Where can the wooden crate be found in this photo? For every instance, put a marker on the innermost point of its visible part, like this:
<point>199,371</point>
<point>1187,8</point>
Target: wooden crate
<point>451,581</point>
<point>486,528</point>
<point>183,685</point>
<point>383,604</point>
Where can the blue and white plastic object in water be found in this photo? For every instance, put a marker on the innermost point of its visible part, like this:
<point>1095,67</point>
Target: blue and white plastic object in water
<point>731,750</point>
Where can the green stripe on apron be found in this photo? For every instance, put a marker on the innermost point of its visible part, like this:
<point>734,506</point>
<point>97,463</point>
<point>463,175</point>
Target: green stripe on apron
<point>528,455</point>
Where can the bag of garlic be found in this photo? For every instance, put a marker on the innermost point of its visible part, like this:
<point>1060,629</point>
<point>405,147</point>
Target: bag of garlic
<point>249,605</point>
______________________________
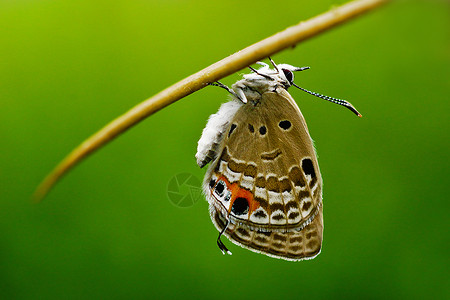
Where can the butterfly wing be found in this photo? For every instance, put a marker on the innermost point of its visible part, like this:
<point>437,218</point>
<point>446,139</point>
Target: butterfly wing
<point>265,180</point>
______________________________
• _EXERCISE REQUIREMENTS_:
How many lines in the data above contain the string "plastic", matching case exactly? Give only the number.

• _ANSWER TO THE PROBLEM_:
2